▶ PROBLEM TO SOLVE: Add 90 to every number in the answer coordinates of the items below, starting at the line that contains "Q: Point to the distant" and continuing through the end of the items, both ends included. Write out all of those lines again, including the lines that begin with "Q:", and leave the sample coordinates inside those lines unchanged.

Object position labeling items
************

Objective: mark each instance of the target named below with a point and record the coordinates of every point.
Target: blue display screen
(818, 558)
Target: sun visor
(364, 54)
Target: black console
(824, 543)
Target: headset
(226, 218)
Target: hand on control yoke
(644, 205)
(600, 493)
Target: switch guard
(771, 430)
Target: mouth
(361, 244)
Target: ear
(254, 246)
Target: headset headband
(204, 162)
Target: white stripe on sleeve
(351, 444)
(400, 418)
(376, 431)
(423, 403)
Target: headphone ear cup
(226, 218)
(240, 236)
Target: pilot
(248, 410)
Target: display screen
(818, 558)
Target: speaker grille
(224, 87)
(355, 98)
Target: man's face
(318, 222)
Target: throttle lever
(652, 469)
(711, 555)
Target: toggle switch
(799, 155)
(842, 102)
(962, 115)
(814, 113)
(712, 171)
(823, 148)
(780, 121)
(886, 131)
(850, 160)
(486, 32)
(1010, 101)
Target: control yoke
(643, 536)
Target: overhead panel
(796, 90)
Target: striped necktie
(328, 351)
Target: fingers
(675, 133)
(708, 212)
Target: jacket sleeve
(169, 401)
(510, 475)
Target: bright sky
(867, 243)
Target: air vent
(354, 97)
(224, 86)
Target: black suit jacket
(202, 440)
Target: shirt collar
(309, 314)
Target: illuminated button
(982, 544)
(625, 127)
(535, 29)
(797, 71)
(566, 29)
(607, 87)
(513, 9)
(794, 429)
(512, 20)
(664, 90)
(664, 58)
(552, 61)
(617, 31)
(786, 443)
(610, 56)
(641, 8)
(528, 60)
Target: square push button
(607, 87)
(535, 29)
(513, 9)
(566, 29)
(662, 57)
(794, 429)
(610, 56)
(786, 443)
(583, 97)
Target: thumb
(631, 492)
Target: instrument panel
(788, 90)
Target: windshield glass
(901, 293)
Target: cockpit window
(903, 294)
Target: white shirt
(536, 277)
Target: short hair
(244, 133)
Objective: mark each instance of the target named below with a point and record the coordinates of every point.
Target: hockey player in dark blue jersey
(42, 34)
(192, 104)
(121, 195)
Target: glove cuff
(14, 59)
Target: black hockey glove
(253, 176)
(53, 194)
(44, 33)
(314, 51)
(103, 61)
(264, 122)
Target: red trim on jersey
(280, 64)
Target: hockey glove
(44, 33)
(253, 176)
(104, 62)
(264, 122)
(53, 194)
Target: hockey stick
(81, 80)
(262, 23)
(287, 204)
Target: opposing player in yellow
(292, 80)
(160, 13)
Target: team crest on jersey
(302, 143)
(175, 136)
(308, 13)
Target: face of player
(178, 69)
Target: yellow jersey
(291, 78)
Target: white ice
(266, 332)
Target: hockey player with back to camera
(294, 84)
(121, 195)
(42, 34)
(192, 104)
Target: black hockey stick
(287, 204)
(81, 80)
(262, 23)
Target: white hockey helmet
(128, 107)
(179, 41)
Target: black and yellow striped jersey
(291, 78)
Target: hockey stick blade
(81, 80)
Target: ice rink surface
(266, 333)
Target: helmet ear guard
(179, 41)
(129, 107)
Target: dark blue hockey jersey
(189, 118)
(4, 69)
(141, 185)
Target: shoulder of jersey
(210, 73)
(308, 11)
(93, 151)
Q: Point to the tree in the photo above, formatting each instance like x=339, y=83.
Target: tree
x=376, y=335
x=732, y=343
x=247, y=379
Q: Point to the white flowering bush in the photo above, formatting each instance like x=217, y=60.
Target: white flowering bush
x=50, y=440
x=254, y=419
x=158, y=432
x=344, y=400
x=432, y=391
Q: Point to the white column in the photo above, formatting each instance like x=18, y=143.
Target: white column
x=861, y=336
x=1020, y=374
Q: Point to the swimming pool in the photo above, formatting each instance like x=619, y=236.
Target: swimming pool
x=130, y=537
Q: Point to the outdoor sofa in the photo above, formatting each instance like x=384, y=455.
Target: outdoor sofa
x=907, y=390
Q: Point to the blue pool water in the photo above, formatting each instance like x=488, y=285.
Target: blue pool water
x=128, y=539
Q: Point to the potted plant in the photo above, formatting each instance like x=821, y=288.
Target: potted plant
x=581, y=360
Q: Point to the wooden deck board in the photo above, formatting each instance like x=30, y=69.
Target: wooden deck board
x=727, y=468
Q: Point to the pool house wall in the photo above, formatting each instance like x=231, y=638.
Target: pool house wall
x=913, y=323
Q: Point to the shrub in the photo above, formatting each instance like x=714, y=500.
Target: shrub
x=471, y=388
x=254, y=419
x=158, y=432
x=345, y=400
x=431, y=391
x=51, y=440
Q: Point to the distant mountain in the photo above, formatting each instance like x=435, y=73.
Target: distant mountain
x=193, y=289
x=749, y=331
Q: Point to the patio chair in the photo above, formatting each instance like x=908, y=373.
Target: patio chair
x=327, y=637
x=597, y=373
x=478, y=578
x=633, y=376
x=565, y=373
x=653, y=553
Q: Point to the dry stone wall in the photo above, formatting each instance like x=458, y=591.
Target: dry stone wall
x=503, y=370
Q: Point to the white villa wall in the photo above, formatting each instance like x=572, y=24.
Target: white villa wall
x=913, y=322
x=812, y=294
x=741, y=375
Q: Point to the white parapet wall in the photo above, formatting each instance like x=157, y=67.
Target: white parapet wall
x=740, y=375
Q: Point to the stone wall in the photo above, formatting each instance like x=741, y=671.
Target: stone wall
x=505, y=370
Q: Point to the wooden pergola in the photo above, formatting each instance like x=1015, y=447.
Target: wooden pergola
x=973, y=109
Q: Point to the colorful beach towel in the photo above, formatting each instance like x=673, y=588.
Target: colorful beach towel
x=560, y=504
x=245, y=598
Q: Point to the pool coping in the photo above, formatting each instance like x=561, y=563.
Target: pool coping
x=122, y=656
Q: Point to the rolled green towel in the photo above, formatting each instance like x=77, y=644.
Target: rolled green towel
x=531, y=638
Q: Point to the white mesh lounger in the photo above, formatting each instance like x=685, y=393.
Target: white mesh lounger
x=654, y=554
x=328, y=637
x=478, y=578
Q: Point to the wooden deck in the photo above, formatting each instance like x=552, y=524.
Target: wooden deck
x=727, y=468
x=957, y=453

************

▶ TASK RESULT:
Q: Point to the distant mountain in the photo above, formatting each instance like x=435, y=73.
Target: distant mountain
x=283, y=379
x=839, y=421
Q: Point to the patio chair in the photo above, formatting each instance like x=908, y=373.
Target: patio chair
x=417, y=727
x=687, y=463
x=568, y=668
x=723, y=466
x=655, y=463
x=743, y=643
Q: Point to the dry stone wall in the photo above, formatting each instance like x=458, y=591.
Target: dry stone wall
x=593, y=460
Q: Point to the white villa wall in the photo above, formatting each instance like x=572, y=24.
Target: white villa wall
x=1003, y=412
x=902, y=384
x=831, y=465
Q: Point to the white parapet wall in the photo above, formatting each instance like x=157, y=67.
Target: white parapet wall
x=830, y=465
Q: Point to the stone wall in the photo above, formatting each instance like x=741, y=671.
Target: stone wall
x=595, y=460
Q: Point to the wooden pergola in the photo above, formatting each instance like x=1015, y=447.
Target: wooden pergola
x=1063, y=199
Q: Point to the colorful beach towel in the photo above, formatting each instance like x=673, y=588.
Target: colorful beach towel
x=650, y=594
x=335, y=688
Q: Point to the pool coping in the photo above, formatting each instance like x=561, y=563.
Target: pool coping
x=212, y=746
Q: Point to the rolled green towel in the photo above, formatting each instance like x=77, y=644.
Target: rolled green towel
x=621, y=728
Q: Point to the white mesh lounger in the photo above, formatting each instance like x=685, y=393.
Target: white mesh lounger
x=744, y=644
x=418, y=727
x=568, y=668
Q: Point to the wooden deck in the photo above, formatting each instance like x=552, y=524.
Target: wooden deck
x=817, y=558
x=1047, y=543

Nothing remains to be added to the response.